原告 株式会社日本勧業経済会破産管財人 小町愈一

被告 滝井春吉

主文

被告は原告に対し、別紙目録記載の建物につき、札幌法務局浦河支局昭和二九年七月一〇日受付第三八一号を以てなした同年三月三一日付売買を原因とする所有権移転登記の抹消登記手続をせよ。

訴訟費用は被告の負担とする。

事実

原告訴訟代理人は主文同旨の判決を求め、その請求原因として、

一、訴外株式会社日本勧業経済会は、貸金業を営むことを主たる目的として昭和二七年一一月一四日設立されたものであるが、高率の配当をすると称して一般大衆から投資金を集め、順次新投資金を以て旧投資金の配当、返済にあてるいわゆる自転車操業を続けていたところ、昭和二八年のいわゆる保全旋風のあおりを受けて新投資金がほとんどなくなり、昭和二八年一一月二一日に支払を停止し、同年一二月二三日債権者奥山照夫ほか五名から東京地方裁判所に対し破産の申立がなされたのを初めとしてその後続々と破産の申立があり、昭和二九年七月一六日午後三時同裁判所において破産宣告を受け、原告が同日同裁判所より訴外会社の破産管財人に選任されたのである。

二、別紙目録記載の建物(以下本件建物と称する。)は訴外会社が昭和二八年二月新築してその所有権を取得し、同年一〇月一九日保存登記をしたうえじ来訴外会社浦河支局の営業所として使用して来たもので、訴外会社の破産財団に属する財産である。

• 一覧
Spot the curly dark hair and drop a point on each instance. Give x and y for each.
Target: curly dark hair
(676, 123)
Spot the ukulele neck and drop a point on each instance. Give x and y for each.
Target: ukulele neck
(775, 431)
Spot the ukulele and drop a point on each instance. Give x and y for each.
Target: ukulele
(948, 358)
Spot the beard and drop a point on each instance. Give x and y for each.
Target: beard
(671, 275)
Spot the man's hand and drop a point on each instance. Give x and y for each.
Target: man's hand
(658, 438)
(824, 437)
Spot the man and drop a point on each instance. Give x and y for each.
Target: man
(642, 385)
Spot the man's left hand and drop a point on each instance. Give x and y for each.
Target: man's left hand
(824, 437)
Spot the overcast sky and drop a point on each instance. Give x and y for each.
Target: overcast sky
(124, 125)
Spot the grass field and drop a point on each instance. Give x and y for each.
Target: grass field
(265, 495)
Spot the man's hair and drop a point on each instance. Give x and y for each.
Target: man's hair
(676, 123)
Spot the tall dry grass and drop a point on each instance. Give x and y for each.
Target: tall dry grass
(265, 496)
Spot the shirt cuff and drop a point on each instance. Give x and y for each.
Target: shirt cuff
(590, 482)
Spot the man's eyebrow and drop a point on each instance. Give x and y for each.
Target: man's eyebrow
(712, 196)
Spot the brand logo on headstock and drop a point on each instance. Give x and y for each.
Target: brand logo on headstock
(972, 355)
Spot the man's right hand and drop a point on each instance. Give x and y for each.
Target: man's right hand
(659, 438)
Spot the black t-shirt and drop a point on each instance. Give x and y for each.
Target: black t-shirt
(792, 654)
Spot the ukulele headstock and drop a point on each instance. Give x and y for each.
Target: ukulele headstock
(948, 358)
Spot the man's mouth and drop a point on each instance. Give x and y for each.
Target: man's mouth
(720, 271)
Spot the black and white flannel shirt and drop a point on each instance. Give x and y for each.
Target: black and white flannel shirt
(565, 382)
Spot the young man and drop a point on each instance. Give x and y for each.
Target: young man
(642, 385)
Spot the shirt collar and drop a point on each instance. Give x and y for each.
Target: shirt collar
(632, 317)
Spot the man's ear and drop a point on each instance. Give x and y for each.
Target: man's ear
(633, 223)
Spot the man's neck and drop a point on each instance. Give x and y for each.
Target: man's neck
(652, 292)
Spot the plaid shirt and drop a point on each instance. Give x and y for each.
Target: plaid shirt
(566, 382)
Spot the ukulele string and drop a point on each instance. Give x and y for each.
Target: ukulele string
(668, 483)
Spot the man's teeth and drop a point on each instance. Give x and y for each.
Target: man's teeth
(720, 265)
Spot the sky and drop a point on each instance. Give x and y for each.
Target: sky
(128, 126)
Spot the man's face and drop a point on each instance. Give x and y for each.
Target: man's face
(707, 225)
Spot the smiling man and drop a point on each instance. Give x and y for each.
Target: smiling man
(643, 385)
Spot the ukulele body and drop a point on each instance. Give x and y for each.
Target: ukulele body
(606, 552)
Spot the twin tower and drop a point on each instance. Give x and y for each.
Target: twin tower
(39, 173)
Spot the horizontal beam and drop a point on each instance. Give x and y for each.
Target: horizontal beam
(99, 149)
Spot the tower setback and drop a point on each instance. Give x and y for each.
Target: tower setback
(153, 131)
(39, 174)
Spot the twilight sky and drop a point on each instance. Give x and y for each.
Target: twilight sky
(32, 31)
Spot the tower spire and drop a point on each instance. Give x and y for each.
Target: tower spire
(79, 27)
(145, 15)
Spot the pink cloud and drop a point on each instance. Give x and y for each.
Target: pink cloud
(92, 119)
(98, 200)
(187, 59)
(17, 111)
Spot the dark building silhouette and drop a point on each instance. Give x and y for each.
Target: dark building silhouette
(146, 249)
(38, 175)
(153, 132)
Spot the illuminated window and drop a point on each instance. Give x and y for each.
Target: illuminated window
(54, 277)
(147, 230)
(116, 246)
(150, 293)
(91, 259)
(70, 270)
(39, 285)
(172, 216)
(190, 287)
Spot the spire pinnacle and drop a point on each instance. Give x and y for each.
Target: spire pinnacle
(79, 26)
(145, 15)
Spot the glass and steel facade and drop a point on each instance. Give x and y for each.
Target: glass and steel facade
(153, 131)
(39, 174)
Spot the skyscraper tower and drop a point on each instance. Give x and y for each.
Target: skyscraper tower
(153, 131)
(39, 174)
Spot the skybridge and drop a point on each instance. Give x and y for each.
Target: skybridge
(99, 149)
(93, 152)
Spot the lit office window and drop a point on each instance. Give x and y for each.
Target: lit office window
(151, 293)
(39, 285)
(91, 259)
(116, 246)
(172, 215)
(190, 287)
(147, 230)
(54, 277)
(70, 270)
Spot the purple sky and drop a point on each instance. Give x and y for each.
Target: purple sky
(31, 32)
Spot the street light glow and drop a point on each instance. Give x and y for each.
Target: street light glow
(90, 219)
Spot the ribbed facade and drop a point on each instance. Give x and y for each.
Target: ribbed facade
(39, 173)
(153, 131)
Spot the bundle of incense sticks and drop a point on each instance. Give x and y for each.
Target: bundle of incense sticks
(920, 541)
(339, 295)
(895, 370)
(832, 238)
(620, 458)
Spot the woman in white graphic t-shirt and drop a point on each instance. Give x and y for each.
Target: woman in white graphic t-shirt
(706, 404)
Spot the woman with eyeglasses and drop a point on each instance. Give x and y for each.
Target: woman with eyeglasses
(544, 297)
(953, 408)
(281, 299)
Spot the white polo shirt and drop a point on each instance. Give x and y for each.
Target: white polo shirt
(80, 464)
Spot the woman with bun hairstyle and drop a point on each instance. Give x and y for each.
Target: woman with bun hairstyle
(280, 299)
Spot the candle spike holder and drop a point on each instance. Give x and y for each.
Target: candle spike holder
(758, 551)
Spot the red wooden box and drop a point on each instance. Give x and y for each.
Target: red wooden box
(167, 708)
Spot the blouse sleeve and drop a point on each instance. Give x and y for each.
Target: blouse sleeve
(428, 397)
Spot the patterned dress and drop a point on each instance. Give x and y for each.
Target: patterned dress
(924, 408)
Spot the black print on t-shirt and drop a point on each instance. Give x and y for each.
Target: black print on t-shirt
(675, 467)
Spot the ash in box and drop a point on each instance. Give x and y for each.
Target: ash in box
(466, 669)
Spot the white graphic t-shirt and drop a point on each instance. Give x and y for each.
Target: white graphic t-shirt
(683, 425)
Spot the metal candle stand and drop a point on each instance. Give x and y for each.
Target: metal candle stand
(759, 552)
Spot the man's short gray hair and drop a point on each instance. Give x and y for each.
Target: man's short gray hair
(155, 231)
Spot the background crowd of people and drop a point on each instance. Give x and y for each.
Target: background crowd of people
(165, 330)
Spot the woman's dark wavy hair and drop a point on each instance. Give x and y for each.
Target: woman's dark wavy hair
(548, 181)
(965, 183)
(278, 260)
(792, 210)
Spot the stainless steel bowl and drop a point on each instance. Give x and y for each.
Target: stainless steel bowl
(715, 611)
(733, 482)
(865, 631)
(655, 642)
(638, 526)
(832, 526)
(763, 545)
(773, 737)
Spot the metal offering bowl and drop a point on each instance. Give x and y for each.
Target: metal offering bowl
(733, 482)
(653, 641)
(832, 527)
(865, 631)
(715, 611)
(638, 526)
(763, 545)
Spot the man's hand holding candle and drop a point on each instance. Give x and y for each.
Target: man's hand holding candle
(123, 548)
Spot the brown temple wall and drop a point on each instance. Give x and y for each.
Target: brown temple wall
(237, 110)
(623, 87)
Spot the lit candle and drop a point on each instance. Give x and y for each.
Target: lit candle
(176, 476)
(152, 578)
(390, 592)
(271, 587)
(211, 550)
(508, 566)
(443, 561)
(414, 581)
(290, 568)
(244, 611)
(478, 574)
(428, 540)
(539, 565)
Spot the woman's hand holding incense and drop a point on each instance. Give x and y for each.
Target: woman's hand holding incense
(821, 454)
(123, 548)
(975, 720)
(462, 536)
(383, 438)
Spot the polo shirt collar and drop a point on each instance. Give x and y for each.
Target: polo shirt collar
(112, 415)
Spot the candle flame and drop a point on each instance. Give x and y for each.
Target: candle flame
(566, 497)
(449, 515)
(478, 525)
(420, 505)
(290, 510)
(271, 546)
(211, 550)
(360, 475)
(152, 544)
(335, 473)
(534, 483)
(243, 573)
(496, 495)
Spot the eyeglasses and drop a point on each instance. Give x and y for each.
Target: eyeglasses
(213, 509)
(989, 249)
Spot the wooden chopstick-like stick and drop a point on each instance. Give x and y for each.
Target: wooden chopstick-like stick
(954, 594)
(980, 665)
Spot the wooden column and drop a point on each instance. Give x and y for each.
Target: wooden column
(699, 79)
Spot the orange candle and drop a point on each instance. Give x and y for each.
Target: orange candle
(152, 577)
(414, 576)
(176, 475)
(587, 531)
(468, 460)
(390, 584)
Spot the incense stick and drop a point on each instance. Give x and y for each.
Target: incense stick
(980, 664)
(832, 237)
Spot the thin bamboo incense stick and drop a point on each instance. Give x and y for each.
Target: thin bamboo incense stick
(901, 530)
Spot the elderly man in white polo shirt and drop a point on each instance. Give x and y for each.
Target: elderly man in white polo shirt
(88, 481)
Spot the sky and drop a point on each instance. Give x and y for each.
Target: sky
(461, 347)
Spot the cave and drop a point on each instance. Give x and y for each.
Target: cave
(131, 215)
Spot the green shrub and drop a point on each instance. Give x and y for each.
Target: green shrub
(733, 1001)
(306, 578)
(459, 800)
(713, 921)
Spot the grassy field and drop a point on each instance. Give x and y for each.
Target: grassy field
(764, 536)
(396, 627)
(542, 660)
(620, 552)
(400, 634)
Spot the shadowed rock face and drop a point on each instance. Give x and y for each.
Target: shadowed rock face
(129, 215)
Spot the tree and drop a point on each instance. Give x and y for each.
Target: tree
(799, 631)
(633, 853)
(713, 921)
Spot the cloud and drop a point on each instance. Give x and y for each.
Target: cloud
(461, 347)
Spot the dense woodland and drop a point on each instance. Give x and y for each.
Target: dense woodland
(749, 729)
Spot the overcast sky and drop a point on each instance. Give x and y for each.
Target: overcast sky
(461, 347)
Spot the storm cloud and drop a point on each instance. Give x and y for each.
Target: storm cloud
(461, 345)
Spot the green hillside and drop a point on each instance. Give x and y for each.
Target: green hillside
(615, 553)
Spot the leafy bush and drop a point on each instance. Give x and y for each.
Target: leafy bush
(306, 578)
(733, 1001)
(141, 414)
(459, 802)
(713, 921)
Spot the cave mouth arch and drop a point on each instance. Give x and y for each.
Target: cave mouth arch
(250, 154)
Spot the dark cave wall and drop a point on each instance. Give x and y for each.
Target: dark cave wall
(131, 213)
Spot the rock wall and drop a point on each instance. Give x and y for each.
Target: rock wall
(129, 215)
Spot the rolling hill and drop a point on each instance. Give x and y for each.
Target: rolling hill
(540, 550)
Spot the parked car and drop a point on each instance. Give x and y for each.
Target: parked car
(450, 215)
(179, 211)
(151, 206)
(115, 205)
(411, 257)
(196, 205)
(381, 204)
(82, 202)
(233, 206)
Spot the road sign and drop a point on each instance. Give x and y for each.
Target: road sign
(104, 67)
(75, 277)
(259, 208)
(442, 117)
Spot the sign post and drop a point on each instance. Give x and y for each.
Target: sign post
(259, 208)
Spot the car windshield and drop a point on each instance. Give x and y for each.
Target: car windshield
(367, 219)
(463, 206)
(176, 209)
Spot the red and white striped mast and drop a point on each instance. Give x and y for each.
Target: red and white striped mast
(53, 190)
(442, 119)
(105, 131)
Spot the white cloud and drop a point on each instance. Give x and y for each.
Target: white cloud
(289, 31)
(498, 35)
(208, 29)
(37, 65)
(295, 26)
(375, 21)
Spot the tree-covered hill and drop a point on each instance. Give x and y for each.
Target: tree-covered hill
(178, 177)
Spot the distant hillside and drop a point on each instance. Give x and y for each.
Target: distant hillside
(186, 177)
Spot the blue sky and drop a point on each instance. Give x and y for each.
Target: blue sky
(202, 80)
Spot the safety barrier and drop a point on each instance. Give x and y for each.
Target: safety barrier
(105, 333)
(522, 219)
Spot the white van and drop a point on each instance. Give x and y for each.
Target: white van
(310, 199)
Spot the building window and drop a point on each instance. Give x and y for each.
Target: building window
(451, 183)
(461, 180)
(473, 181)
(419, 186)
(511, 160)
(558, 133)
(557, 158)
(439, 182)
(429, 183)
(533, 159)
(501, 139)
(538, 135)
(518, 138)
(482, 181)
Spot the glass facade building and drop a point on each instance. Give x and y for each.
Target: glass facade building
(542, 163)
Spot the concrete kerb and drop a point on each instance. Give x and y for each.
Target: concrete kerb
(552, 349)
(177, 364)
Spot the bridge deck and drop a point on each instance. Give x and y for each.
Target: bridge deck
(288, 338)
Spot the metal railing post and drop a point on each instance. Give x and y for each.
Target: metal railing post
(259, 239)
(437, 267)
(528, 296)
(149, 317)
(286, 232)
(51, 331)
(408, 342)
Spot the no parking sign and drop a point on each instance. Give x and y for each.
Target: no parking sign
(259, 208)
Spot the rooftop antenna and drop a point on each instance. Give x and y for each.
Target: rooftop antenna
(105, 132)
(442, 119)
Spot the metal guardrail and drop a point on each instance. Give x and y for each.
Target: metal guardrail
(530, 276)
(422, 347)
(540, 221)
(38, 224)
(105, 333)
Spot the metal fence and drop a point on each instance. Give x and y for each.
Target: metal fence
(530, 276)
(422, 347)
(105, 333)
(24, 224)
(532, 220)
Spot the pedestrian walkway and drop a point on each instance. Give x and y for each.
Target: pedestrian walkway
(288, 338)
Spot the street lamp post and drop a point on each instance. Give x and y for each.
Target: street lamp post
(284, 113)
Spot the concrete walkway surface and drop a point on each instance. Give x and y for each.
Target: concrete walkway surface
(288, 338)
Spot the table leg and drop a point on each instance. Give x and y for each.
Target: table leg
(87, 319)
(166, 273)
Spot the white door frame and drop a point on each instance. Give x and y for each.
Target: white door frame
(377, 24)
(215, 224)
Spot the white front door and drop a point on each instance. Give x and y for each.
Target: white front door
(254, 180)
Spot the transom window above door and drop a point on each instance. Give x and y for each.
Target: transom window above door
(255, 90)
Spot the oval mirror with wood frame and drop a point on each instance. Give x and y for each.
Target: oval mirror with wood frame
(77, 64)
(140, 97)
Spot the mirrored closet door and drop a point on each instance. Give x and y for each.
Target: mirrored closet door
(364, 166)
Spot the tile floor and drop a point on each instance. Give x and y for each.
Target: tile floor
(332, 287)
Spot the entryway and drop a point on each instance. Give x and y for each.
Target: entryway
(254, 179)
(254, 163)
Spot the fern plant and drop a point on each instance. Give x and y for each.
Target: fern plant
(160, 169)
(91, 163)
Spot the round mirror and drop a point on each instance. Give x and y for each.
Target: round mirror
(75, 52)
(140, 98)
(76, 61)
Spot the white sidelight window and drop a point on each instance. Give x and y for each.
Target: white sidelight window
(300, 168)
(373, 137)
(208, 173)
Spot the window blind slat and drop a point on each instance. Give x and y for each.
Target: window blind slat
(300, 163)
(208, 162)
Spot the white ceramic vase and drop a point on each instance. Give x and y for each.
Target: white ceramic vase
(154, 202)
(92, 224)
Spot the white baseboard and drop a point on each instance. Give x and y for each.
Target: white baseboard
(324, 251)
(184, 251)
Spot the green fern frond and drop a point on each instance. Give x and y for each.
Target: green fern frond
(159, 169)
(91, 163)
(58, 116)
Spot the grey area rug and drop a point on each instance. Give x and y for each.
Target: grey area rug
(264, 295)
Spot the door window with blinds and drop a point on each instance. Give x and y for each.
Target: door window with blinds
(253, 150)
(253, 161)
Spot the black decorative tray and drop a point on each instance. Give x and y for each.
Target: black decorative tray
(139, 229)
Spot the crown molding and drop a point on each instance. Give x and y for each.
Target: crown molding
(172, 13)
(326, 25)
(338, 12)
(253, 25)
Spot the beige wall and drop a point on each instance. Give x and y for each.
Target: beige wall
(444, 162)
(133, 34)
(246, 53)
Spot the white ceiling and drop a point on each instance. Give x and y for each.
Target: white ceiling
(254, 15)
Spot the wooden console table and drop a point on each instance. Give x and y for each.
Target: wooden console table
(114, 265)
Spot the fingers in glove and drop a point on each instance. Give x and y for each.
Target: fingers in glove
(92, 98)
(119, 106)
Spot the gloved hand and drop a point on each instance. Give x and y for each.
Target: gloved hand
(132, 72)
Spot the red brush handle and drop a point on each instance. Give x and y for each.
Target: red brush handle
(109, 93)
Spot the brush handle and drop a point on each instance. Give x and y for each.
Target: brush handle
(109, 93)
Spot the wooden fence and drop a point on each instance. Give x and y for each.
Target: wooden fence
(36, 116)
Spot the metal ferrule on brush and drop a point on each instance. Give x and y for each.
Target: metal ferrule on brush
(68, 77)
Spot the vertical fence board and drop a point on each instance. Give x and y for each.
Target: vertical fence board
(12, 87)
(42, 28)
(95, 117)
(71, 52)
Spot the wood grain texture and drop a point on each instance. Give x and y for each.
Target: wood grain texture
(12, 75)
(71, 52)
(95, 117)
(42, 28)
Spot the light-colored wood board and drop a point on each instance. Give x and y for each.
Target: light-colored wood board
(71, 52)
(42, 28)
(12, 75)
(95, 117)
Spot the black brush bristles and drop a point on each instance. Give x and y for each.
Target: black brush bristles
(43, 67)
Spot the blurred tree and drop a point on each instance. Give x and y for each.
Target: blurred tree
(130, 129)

• 実施事項
1) 判決文の「訴訟費用は被告の負担とする。」から「管財人に選任されたのである。」まで（両端を含む）を、「自転車操業」を「回転式運用」に差し替えて再掲せよ。
2) 登記抹消請求に関する判決文を、最後に示された文の次から書き継げ。

• 解答
1)
訴訟費用は被告の負担とする。

事実

原告訴訟代理人は主文同旨の判決を求め、その請求原因として、

一、訴外株式会社日本勧業経済会は、貸金業を営むことを主たる目的として昭和二七年一一月一四日設立されたものであるが、高率の配当をすると称して一般大衆から投資金を集め、順次新投資金を以て旧投資金の配当、返済にあてるいわゆる回転式運用を続けていたところ、昭和二八年のいわゆる保全旋風のあおりを受けて新投資金がほとんどなくなり、昭和二八年一一月二一日に支払を停止し、同年一二月二三日債権者奥山照夫ほか五名から東京地方裁判所に対し破産の申立がなされたのを初めとしてその後続々と破産の申立があり、昭和二九年七月一六日午後三時同裁判所において破産宣告を受け、原告が同日同裁判所より訴外会社の破産管財人に選任されたのである。

2)
三、しかるに同建物の登記簿上には、札幌法務局浦河支局昭和二九年七月一〇日受付第三八一号を以て、同年三月三一日付売買を原因とし、取得者を被告とする所有権移転登記がなされている。よつて原告は破産管財人として右破産財団に属する本件建物に対する妨害排除のため右所有権移転登記の抹消登記手続を求める。

四、被告の所有権取得の抗弁事実はこれを否認する、仮に被告主張の如き売買契約がなされたとしても本件建物については訴外会社の債権者藤原志郎ほか九五名の申立により、昭和二九年五月六日東京地方裁判所において、破産法第一五五条に基く破産宣告前の保全処分としての仮差押決定がなされ、札幌法務局浦河支局同年同月一〇日受付第二一七号を以てその旨の登記がなされているから、被告はその主張の売買契約による所有権取得を以て破産債権者全員を代表する地位にある原告に対抗できない。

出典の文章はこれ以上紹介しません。